===== Material for the task =====

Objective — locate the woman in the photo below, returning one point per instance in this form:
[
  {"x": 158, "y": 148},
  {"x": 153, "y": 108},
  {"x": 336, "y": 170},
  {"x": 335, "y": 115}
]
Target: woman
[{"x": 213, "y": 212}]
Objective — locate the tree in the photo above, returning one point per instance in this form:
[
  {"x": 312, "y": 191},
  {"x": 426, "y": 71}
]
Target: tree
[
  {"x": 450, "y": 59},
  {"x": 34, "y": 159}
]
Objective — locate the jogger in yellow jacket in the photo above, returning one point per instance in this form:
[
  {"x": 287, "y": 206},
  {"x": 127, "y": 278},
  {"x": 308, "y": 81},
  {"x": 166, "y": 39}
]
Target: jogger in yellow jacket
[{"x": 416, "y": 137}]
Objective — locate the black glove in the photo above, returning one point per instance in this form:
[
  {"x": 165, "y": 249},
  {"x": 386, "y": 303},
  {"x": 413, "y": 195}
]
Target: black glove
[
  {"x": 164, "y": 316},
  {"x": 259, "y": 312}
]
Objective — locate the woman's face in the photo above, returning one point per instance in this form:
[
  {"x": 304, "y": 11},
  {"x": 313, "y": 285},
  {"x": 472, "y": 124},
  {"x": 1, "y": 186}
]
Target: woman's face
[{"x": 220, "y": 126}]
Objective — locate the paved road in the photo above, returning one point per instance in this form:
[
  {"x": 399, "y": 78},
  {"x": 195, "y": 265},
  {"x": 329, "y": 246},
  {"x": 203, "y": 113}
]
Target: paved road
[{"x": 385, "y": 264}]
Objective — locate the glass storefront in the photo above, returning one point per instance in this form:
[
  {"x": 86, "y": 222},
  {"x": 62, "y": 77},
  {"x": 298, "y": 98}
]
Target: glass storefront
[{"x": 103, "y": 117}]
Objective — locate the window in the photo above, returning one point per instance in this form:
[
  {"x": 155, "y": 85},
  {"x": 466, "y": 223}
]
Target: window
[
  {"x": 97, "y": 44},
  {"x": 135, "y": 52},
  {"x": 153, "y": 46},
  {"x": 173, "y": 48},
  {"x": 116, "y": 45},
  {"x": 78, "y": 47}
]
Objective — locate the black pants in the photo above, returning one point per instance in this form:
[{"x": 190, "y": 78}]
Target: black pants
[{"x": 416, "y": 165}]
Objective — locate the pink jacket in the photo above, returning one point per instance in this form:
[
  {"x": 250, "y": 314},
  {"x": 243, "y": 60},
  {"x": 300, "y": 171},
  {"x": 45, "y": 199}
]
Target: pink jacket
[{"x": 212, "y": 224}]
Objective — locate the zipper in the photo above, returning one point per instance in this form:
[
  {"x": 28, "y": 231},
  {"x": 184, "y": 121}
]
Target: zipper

=====

Brief -> Copy out the material above verbatim, from the first line through the last, changing nothing.

Response to this task ->
Objective — locate the woman in the photo below, returning one point per instance in this form:
[
  {"x": 158, "y": 148},
  {"x": 153, "y": 108},
  {"x": 336, "y": 170},
  {"x": 335, "y": 115}
]
Target: woman
[{"x": 213, "y": 212}]
Objective — locate the tree in the photo above, returning one point per instance in this form:
[
  {"x": 312, "y": 191},
  {"x": 426, "y": 71}
]
Target: tree
[
  {"x": 450, "y": 59},
  {"x": 34, "y": 159}
]
Objective — locate the jogger in yellow jacket in the photo above, returning one point per instance in this form:
[
  {"x": 287, "y": 206},
  {"x": 127, "y": 278},
  {"x": 308, "y": 81},
  {"x": 166, "y": 39}
]
Target: jogger in yellow jacket
[{"x": 416, "y": 137}]
Objective — locate the black glove in the photo above, returning one point per instance in this form:
[
  {"x": 165, "y": 249},
  {"x": 386, "y": 303},
  {"x": 413, "y": 195}
]
Target: black glove
[
  {"x": 164, "y": 316},
  {"x": 259, "y": 312}
]
Objective — locate the woman's face in the photo above, returning one point per instance in this form:
[
  {"x": 304, "y": 11},
  {"x": 313, "y": 285},
  {"x": 472, "y": 124},
  {"x": 1, "y": 186}
]
Target: woman's face
[{"x": 220, "y": 126}]
Objective — locate the paved road in the photo above, returning one point per instance in this form:
[
  {"x": 399, "y": 78},
  {"x": 195, "y": 265},
  {"x": 329, "y": 246},
  {"x": 203, "y": 113}
]
Target: paved road
[{"x": 385, "y": 264}]
Objective — locate the glass storefront in the photo above, returning one point per instance in this form:
[
  {"x": 86, "y": 222},
  {"x": 62, "y": 77},
  {"x": 298, "y": 98}
]
Target: glass storefront
[{"x": 103, "y": 117}]
Objective — locate the window in the photo above, returning one point per instance in this form:
[
  {"x": 155, "y": 85},
  {"x": 466, "y": 223}
]
Target: window
[
  {"x": 97, "y": 44},
  {"x": 135, "y": 52},
  {"x": 153, "y": 46},
  {"x": 173, "y": 48},
  {"x": 116, "y": 45},
  {"x": 78, "y": 47}
]
Objective — locate the black pants in the photo above, returning one point per instance in this form:
[{"x": 190, "y": 78}]
Target: black pants
[{"x": 416, "y": 165}]
Objective — locate the pink jacket in the photo above, returning one point per instance in this form:
[
  {"x": 250, "y": 314},
  {"x": 243, "y": 60},
  {"x": 300, "y": 171},
  {"x": 45, "y": 199}
]
Target: pink jacket
[{"x": 212, "y": 224}]
Objective — locate the zipper in the photo above, returning one point per instance in this form:
[
  {"x": 28, "y": 231},
  {"x": 184, "y": 121}
]
Target: zipper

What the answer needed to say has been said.